(Entries supplied)
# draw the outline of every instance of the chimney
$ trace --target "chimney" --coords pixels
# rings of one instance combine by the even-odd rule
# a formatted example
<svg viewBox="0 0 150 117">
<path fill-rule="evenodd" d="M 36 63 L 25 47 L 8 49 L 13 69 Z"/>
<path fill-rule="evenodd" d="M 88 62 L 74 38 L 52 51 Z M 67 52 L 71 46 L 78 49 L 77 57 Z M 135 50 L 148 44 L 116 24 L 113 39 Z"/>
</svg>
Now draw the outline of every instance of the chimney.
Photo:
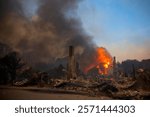
<svg viewBox="0 0 150 117">
<path fill-rule="evenodd" d="M 67 79 L 76 79 L 76 61 L 74 57 L 74 47 L 69 46 L 69 58 L 68 58 L 68 76 Z"/>
<path fill-rule="evenodd" d="M 69 46 L 69 57 L 74 56 L 74 47 L 73 46 Z"/>
</svg>

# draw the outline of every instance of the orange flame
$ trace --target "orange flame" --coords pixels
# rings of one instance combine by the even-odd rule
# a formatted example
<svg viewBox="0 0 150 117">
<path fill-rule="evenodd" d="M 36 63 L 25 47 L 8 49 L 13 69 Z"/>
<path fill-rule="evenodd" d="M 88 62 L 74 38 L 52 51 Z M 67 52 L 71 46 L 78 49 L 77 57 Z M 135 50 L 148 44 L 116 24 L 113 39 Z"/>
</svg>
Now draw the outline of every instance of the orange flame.
<svg viewBox="0 0 150 117">
<path fill-rule="evenodd" d="M 100 74 L 108 74 L 108 70 L 112 64 L 112 57 L 111 55 L 108 53 L 108 51 L 103 48 L 97 48 L 97 63 L 98 66 L 101 66 L 104 68 L 104 70 L 102 70 L 103 72 L 101 72 Z M 100 67 L 99 67 L 100 69 Z"/>
<path fill-rule="evenodd" d="M 99 47 L 96 49 L 96 59 L 93 61 L 86 69 L 85 71 L 88 72 L 90 69 L 96 67 L 98 69 L 99 74 L 108 74 L 108 71 L 110 69 L 110 66 L 112 65 L 112 57 L 108 53 L 108 51 L 103 48 Z"/>
</svg>

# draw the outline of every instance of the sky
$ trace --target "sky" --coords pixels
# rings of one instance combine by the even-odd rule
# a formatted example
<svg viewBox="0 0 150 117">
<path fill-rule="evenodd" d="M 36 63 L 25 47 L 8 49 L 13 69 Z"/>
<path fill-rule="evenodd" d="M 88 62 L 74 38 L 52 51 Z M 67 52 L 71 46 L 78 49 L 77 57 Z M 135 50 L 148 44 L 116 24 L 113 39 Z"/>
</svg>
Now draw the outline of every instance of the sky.
<svg viewBox="0 0 150 117">
<path fill-rule="evenodd" d="M 150 0 L 83 0 L 78 17 L 118 61 L 150 58 Z"/>
<path fill-rule="evenodd" d="M 24 3 L 31 17 L 38 0 Z M 150 59 L 150 0 L 81 0 L 77 8 L 85 33 L 118 61 Z"/>
</svg>

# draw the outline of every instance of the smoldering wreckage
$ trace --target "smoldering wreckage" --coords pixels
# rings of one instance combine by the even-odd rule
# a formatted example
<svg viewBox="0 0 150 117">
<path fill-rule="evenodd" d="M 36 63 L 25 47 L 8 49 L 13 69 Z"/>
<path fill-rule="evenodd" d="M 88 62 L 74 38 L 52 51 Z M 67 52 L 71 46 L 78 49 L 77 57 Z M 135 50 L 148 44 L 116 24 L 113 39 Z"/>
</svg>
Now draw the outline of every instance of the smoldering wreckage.
<svg viewBox="0 0 150 117">
<path fill-rule="evenodd" d="M 104 60 L 94 67 L 90 65 L 85 73 L 77 63 L 74 47 L 70 46 L 66 66 L 60 64 L 40 72 L 25 64 L 16 52 L 11 52 L 0 59 L 0 83 L 7 87 L 47 87 L 63 93 L 106 97 L 104 99 L 150 99 L 150 71 L 133 67 L 131 76 L 127 77 L 123 71 L 120 73 L 115 57 L 103 57 L 106 58 L 100 59 L 108 60 L 107 63 Z"/>
</svg>

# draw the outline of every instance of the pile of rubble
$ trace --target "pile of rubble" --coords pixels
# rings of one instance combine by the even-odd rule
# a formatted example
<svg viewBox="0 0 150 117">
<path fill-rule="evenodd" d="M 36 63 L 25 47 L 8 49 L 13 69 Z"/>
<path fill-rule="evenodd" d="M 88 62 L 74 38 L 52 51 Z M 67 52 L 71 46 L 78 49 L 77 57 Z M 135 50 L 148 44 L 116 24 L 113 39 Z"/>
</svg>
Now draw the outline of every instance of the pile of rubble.
<svg viewBox="0 0 150 117">
<path fill-rule="evenodd" d="M 112 79 L 101 79 L 91 81 L 82 76 L 76 79 L 52 78 L 46 72 L 33 72 L 31 69 L 23 70 L 24 79 L 15 82 L 15 86 L 36 85 L 40 87 L 49 87 L 50 89 L 61 89 L 64 91 L 73 91 L 90 96 L 105 96 L 110 99 L 150 99 L 150 88 L 147 83 L 150 80 L 148 71 L 139 73 L 135 78 L 122 77 L 115 81 Z M 28 75 L 27 75 L 28 74 Z M 146 86 L 145 86 L 145 85 Z"/>
<path fill-rule="evenodd" d="M 146 71 L 147 73 L 147 71 Z M 150 99 L 150 88 L 143 87 L 139 79 L 145 78 L 144 75 L 137 79 L 122 77 L 120 80 L 102 79 L 92 82 L 88 79 L 82 80 L 54 80 L 52 87 L 64 90 L 74 90 L 87 92 L 90 96 L 107 96 L 111 99 Z M 141 80 L 140 79 L 140 80 Z M 149 79 L 147 80 L 149 82 Z M 150 83 L 150 82 L 149 82 Z M 138 87 L 137 87 L 138 86 Z"/>
</svg>

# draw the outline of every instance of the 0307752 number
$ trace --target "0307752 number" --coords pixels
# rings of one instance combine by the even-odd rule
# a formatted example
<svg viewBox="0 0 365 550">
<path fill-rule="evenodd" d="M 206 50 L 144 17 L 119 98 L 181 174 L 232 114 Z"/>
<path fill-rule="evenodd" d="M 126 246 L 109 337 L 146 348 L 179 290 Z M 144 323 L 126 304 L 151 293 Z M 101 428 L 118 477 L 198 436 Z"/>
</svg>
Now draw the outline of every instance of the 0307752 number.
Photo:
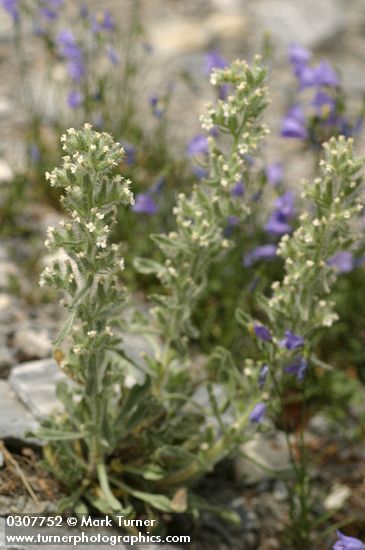
<svg viewBox="0 0 365 550">
<path fill-rule="evenodd" d="M 7 527 L 61 527 L 62 516 L 7 516 Z"/>
</svg>

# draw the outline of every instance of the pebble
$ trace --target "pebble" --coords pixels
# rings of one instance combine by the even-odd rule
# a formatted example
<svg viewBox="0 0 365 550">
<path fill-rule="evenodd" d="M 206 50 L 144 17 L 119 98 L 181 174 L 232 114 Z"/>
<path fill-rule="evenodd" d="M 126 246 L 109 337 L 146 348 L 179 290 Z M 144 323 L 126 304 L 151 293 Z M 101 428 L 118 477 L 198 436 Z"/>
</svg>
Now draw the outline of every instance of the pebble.
<svg viewBox="0 0 365 550">
<path fill-rule="evenodd" d="M 40 420 L 60 406 L 55 394 L 56 384 L 68 380 L 53 359 L 44 359 L 14 367 L 9 384 L 32 415 Z"/>
<path fill-rule="evenodd" d="M 10 368 L 16 363 L 16 359 L 14 350 L 8 348 L 1 340 L 0 336 L 0 378 L 7 378 Z"/>
<path fill-rule="evenodd" d="M 342 508 L 346 500 L 351 496 L 351 489 L 347 485 L 337 484 L 325 498 L 323 505 L 326 510 L 338 510 Z"/>
<path fill-rule="evenodd" d="M 24 442 L 26 432 L 37 428 L 35 418 L 5 380 L 0 380 L 0 418 L 0 439 Z"/>
<path fill-rule="evenodd" d="M 1 108 L 1 99 L 0 99 L 0 115 L 2 114 L 2 108 Z M 9 182 L 13 179 L 14 172 L 9 166 L 9 164 L 4 160 L 0 159 L 0 184 Z"/>
<path fill-rule="evenodd" d="M 43 359 L 52 353 L 52 340 L 45 329 L 18 328 L 13 338 L 13 345 L 22 361 Z"/>
<path fill-rule="evenodd" d="M 255 2 L 258 25 L 279 42 L 315 47 L 338 34 L 344 25 L 338 0 L 261 0 Z"/>
<path fill-rule="evenodd" d="M 9 288 L 11 277 L 19 277 L 18 268 L 9 260 L 0 260 L 0 289 Z"/>
<path fill-rule="evenodd" d="M 272 474 L 254 464 L 245 457 L 239 457 L 235 463 L 236 476 L 246 483 L 259 483 L 267 477 L 275 477 L 280 470 L 290 468 L 290 455 L 285 436 L 278 432 L 273 437 L 256 435 L 241 447 L 242 452 L 252 460 L 273 471 Z"/>
</svg>

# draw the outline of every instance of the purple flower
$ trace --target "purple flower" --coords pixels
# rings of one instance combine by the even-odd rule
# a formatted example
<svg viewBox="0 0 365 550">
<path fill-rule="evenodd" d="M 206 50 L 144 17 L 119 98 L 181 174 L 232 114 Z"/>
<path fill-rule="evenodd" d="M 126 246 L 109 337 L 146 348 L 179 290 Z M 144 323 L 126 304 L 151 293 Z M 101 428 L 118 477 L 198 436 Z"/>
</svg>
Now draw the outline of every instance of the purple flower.
<svg viewBox="0 0 365 550">
<path fill-rule="evenodd" d="M 114 30 L 113 18 L 109 10 L 92 15 L 91 30 L 96 33 Z"/>
<path fill-rule="evenodd" d="M 162 118 L 164 115 L 164 110 L 161 107 L 160 98 L 157 95 L 151 95 L 149 98 L 149 104 L 152 107 L 152 113 L 156 118 Z"/>
<path fill-rule="evenodd" d="M 259 387 L 262 388 L 266 382 L 267 375 L 269 374 L 269 365 L 263 365 L 259 374 Z"/>
<path fill-rule="evenodd" d="M 265 412 L 266 412 L 265 403 L 258 403 L 257 405 L 254 406 L 248 418 L 250 422 L 252 422 L 253 424 L 259 424 L 262 421 L 265 415 Z"/>
<path fill-rule="evenodd" d="M 150 188 L 149 193 L 151 193 L 151 195 L 154 193 L 160 193 L 164 185 L 165 185 L 165 178 L 164 176 L 160 176 L 159 178 L 157 178 L 155 183 Z"/>
<path fill-rule="evenodd" d="M 260 260 L 272 260 L 276 258 L 277 246 L 275 244 L 264 244 L 254 248 L 246 254 L 243 260 L 243 265 L 245 267 L 251 267 L 252 264 Z"/>
<path fill-rule="evenodd" d="M 293 374 L 299 382 L 304 380 L 308 369 L 308 363 L 304 357 L 296 357 L 292 363 L 285 367 L 287 374 Z"/>
<path fill-rule="evenodd" d="M 125 163 L 132 166 L 136 162 L 136 148 L 129 141 L 122 141 L 121 145 L 125 151 Z"/>
<path fill-rule="evenodd" d="M 285 331 L 285 337 L 280 342 L 280 345 L 286 349 L 298 349 L 304 346 L 304 338 L 294 334 L 290 330 Z"/>
<path fill-rule="evenodd" d="M 86 73 L 84 56 L 76 39 L 69 29 L 58 33 L 56 38 L 59 54 L 68 59 L 67 69 L 71 80 L 80 82 Z"/>
<path fill-rule="evenodd" d="M 67 104 L 71 109 L 77 109 L 84 101 L 84 96 L 78 90 L 70 90 L 67 96 Z"/>
<path fill-rule="evenodd" d="M 194 166 L 193 172 L 196 175 L 196 177 L 200 180 L 208 176 L 208 171 L 205 170 L 205 168 L 202 168 L 202 166 Z"/>
<path fill-rule="evenodd" d="M 315 67 L 315 73 L 315 84 L 317 86 L 336 88 L 339 85 L 337 73 L 327 61 L 321 61 Z"/>
<path fill-rule="evenodd" d="M 138 193 L 132 210 L 137 214 L 148 214 L 149 216 L 153 216 L 153 214 L 156 214 L 158 208 L 149 193 Z"/>
<path fill-rule="evenodd" d="M 327 265 L 335 268 L 340 273 L 349 273 L 354 268 L 354 258 L 351 252 L 344 250 L 343 252 L 338 252 L 334 256 L 331 256 L 327 260 Z"/>
<path fill-rule="evenodd" d="M 18 0 L 0 0 L 0 5 L 8 12 L 10 17 L 12 17 L 14 23 L 19 21 L 19 3 Z"/>
<path fill-rule="evenodd" d="M 265 168 L 266 179 L 271 185 L 277 185 L 283 181 L 283 167 L 278 162 L 268 164 Z"/>
<path fill-rule="evenodd" d="M 365 550 L 365 544 L 354 537 L 347 537 L 341 531 L 337 531 L 338 541 L 333 545 L 333 550 Z"/>
<path fill-rule="evenodd" d="M 31 143 L 28 147 L 29 158 L 33 164 L 37 164 L 41 160 L 41 152 L 36 143 Z"/>
<path fill-rule="evenodd" d="M 194 136 L 188 143 L 186 152 L 189 157 L 195 157 L 198 155 L 207 155 L 209 152 L 208 149 L 208 140 L 203 134 L 198 134 Z"/>
<path fill-rule="evenodd" d="M 287 191 L 275 201 L 276 209 L 265 225 L 265 231 L 272 235 L 284 235 L 291 231 L 288 221 L 294 216 L 294 193 Z"/>
<path fill-rule="evenodd" d="M 107 44 L 105 46 L 105 52 L 106 52 L 106 56 L 109 59 L 109 61 L 113 65 L 118 65 L 119 60 L 120 60 L 119 55 L 118 55 L 118 52 L 113 48 L 113 46 L 111 46 L 110 44 Z"/>
<path fill-rule="evenodd" d="M 44 19 L 54 21 L 58 17 L 58 11 L 63 5 L 63 0 L 42 0 L 39 13 Z"/>
<path fill-rule="evenodd" d="M 78 59 L 82 54 L 71 30 L 60 31 L 56 37 L 58 51 L 62 57 L 67 59 Z"/>
<path fill-rule="evenodd" d="M 272 341 L 271 332 L 264 325 L 259 325 L 256 323 L 253 326 L 253 330 L 255 331 L 257 338 L 259 338 L 260 340 L 263 340 L 264 342 Z"/>
<path fill-rule="evenodd" d="M 337 73 L 327 61 L 321 61 L 314 67 L 298 65 L 295 73 L 301 89 L 311 88 L 312 86 L 336 88 L 339 85 Z"/>
<path fill-rule="evenodd" d="M 294 43 L 289 46 L 289 61 L 294 66 L 306 65 L 310 60 L 312 54 L 309 50 L 301 46 L 300 44 Z"/>
<path fill-rule="evenodd" d="M 43 8 L 39 9 L 39 13 L 44 19 L 48 19 L 49 21 L 53 21 L 54 19 L 57 19 L 57 12 L 55 10 L 52 10 L 51 8 L 47 8 L 44 6 Z"/>
<path fill-rule="evenodd" d="M 271 235 L 285 235 L 286 233 L 290 233 L 291 226 L 285 217 L 276 210 L 271 214 L 269 221 L 266 223 L 265 231 Z"/>
<path fill-rule="evenodd" d="M 300 105 L 292 105 L 281 125 L 282 137 L 306 139 L 308 130 L 306 128 L 306 120 Z"/>
<path fill-rule="evenodd" d="M 211 50 L 204 56 L 204 73 L 210 74 L 213 69 L 225 69 L 228 62 L 218 50 Z"/>
<path fill-rule="evenodd" d="M 219 86 L 219 99 L 222 99 L 223 101 L 227 99 L 229 94 L 229 84 L 222 84 L 222 86 Z"/>
<path fill-rule="evenodd" d="M 74 82 L 80 82 L 86 74 L 86 67 L 82 57 L 71 59 L 67 64 L 68 74 Z"/>
<path fill-rule="evenodd" d="M 316 95 L 314 96 L 314 99 L 312 101 L 312 105 L 314 107 L 318 107 L 319 109 L 326 107 L 329 111 L 334 111 L 336 107 L 336 102 L 333 97 L 328 95 L 323 90 L 317 90 Z"/>
<path fill-rule="evenodd" d="M 297 66 L 295 69 L 295 75 L 299 80 L 300 89 L 311 88 L 317 86 L 317 69 L 316 67 L 309 67 L 308 65 Z"/>
<path fill-rule="evenodd" d="M 231 191 L 232 197 L 243 197 L 245 194 L 245 186 L 242 181 L 239 181 L 234 185 Z"/>
</svg>

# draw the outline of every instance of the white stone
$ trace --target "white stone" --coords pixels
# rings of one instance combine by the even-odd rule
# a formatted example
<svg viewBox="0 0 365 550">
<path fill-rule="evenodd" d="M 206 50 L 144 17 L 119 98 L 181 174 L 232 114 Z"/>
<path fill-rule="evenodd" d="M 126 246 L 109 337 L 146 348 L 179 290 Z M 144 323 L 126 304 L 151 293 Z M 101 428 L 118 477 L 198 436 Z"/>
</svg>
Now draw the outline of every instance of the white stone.
<svg viewBox="0 0 365 550">
<path fill-rule="evenodd" d="M 342 508 L 346 500 L 351 496 L 351 489 L 347 485 L 335 485 L 330 494 L 325 498 L 323 505 L 326 510 L 338 510 Z"/>
<path fill-rule="evenodd" d="M 1 115 L 1 108 L 0 108 Z M 14 172 L 9 166 L 9 164 L 4 160 L 0 159 L 0 183 L 9 182 L 14 178 Z"/>
<path fill-rule="evenodd" d="M 254 11 L 263 30 L 286 44 L 294 41 L 316 46 L 344 24 L 337 0 L 263 0 L 255 3 Z"/>
<path fill-rule="evenodd" d="M 291 467 L 286 438 L 281 432 L 276 433 L 273 437 L 257 434 L 241 446 L 241 451 L 243 455 L 252 460 L 245 456 L 237 458 L 236 475 L 250 484 L 258 483 L 268 477 L 275 477 L 280 470 Z"/>
<path fill-rule="evenodd" d="M 151 29 L 150 40 L 157 55 L 171 58 L 207 48 L 210 33 L 203 21 L 166 19 Z"/>
<path fill-rule="evenodd" d="M 46 330 L 19 328 L 13 345 L 24 359 L 43 359 L 52 353 L 51 338 Z"/>
<path fill-rule="evenodd" d="M 26 432 L 38 426 L 5 380 L 0 380 L 0 419 L 0 439 L 25 441 Z"/>
</svg>

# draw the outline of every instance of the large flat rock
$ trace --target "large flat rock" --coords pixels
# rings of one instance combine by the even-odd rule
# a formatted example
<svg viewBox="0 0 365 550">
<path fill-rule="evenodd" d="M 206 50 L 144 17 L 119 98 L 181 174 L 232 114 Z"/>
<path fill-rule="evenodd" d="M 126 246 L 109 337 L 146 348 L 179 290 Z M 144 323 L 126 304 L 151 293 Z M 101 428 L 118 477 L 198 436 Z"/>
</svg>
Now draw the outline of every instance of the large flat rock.
<svg viewBox="0 0 365 550">
<path fill-rule="evenodd" d="M 137 335 L 124 334 L 123 349 L 126 355 L 136 364 L 143 364 L 144 353 L 154 353 L 147 340 Z M 131 369 L 128 382 L 142 382 L 143 374 Z M 60 407 L 55 390 L 60 381 L 70 379 L 60 370 L 53 359 L 41 359 L 20 363 L 14 367 L 9 377 L 9 384 L 18 398 L 28 407 L 32 415 L 42 419 Z"/>
<path fill-rule="evenodd" d="M 25 441 L 25 434 L 37 427 L 36 419 L 19 401 L 8 382 L 0 380 L 0 439 Z"/>
<path fill-rule="evenodd" d="M 263 30 L 279 42 L 319 46 L 343 29 L 338 0 L 262 0 L 253 11 Z"/>
<path fill-rule="evenodd" d="M 257 434 L 241 447 L 243 456 L 236 459 L 236 475 L 246 483 L 256 484 L 276 477 L 280 471 L 291 468 L 290 455 L 282 432 Z"/>
<path fill-rule="evenodd" d="M 57 363 L 53 359 L 42 359 L 14 367 L 9 384 L 32 415 L 40 420 L 59 407 L 55 390 L 61 380 L 68 378 Z"/>
</svg>

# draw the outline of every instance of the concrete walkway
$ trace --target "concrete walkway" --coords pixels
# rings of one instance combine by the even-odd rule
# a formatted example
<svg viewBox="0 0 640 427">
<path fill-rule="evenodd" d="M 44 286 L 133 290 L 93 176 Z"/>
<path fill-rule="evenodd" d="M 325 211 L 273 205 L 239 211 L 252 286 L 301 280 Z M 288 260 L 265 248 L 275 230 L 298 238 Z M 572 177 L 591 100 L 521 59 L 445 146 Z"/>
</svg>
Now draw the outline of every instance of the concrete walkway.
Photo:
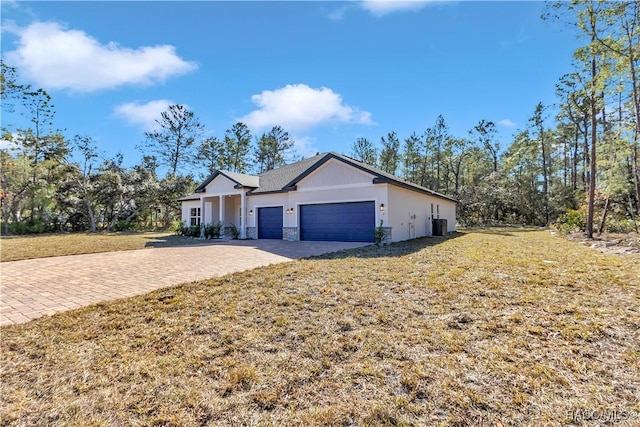
<svg viewBox="0 0 640 427">
<path fill-rule="evenodd" d="M 367 243 L 238 240 L 0 263 L 0 326 Z"/>
</svg>

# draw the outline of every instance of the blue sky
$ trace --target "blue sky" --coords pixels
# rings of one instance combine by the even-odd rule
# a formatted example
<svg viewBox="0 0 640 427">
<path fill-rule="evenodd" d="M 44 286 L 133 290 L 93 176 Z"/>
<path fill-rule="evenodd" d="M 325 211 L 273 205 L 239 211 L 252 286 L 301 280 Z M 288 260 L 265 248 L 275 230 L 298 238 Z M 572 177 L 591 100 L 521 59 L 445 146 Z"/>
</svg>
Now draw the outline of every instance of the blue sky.
<svg viewBox="0 0 640 427">
<path fill-rule="evenodd" d="M 578 41 L 542 2 L 2 1 L 2 57 L 49 92 L 56 125 L 139 162 L 144 131 L 184 104 L 223 137 L 279 124 L 299 155 L 403 140 L 439 114 L 503 145 L 572 71 Z M 2 119 L 16 125 L 17 117 Z M 198 172 L 198 171 L 194 171 Z"/>
</svg>

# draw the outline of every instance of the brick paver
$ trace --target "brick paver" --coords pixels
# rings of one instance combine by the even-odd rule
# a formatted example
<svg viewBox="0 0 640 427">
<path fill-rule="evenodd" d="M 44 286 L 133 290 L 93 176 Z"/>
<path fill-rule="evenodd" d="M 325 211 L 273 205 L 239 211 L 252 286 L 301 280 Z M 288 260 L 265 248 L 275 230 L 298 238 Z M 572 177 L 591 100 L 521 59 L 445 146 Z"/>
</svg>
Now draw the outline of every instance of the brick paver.
<svg viewBox="0 0 640 427">
<path fill-rule="evenodd" d="M 179 283 L 364 245 L 238 240 L 2 262 L 0 326 Z"/>
</svg>

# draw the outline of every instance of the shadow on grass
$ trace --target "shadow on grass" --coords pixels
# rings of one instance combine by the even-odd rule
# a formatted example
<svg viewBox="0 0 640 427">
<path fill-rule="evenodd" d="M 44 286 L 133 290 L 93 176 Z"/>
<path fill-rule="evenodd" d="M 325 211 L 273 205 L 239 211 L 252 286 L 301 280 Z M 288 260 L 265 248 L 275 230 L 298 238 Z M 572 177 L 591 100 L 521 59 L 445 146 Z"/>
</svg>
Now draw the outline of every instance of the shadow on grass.
<svg viewBox="0 0 640 427">
<path fill-rule="evenodd" d="M 453 232 L 447 236 L 419 237 L 417 239 L 396 242 L 386 246 L 368 245 L 361 248 L 331 252 L 313 257 L 313 259 L 344 259 L 344 258 L 388 258 L 402 257 L 411 253 L 419 252 L 425 248 L 439 245 L 443 242 L 457 239 L 465 233 Z"/>
<path fill-rule="evenodd" d="M 460 232 L 465 233 L 480 233 L 480 234 L 495 234 L 498 236 L 511 236 L 514 237 L 520 233 L 530 233 L 532 231 L 544 231 L 545 227 L 533 227 L 533 226 L 495 226 L 495 227 L 460 227 Z"/>
<path fill-rule="evenodd" d="M 290 259 L 340 259 L 340 258 L 380 258 L 380 257 L 400 257 L 412 252 L 417 252 L 425 247 L 434 246 L 446 240 L 455 239 L 463 233 L 451 233 L 445 237 L 422 237 L 397 242 L 386 246 L 375 246 L 371 243 L 358 242 L 309 242 L 286 240 L 229 240 L 210 239 L 203 240 L 184 236 L 163 236 L 149 237 L 149 242 L 145 244 L 147 248 L 170 248 L 170 247 L 197 247 L 197 246 L 241 246 L 255 248 L 263 252 L 283 256 Z"/>
<path fill-rule="evenodd" d="M 462 227 L 458 231 L 443 237 L 421 237 L 404 242 L 397 242 L 387 246 L 375 246 L 366 243 L 345 242 L 289 242 L 285 240 L 229 240 L 229 239 L 199 239 L 179 235 L 164 236 L 150 235 L 145 237 L 145 248 L 172 248 L 197 246 L 244 246 L 280 255 L 290 259 L 321 258 L 341 259 L 349 257 L 382 258 L 401 257 L 418 252 L 424 248 L 438 245 L 444 241 L 456 239 L 465 234 L 480 233 L 515 237 L 517 234 L 544 230 L 542 227 Z"/>
</svg>

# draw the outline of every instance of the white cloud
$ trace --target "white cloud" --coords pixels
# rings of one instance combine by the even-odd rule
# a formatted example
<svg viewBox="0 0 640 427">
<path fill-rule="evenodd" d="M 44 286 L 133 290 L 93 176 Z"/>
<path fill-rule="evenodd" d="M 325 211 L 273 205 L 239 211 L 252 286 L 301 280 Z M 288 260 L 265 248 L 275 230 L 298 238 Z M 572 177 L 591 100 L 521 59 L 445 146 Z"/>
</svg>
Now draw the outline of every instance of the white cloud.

(Assigned task) Count the lines in the material containing the string "walkway", and state the number with nothing added.

(Answer box) 3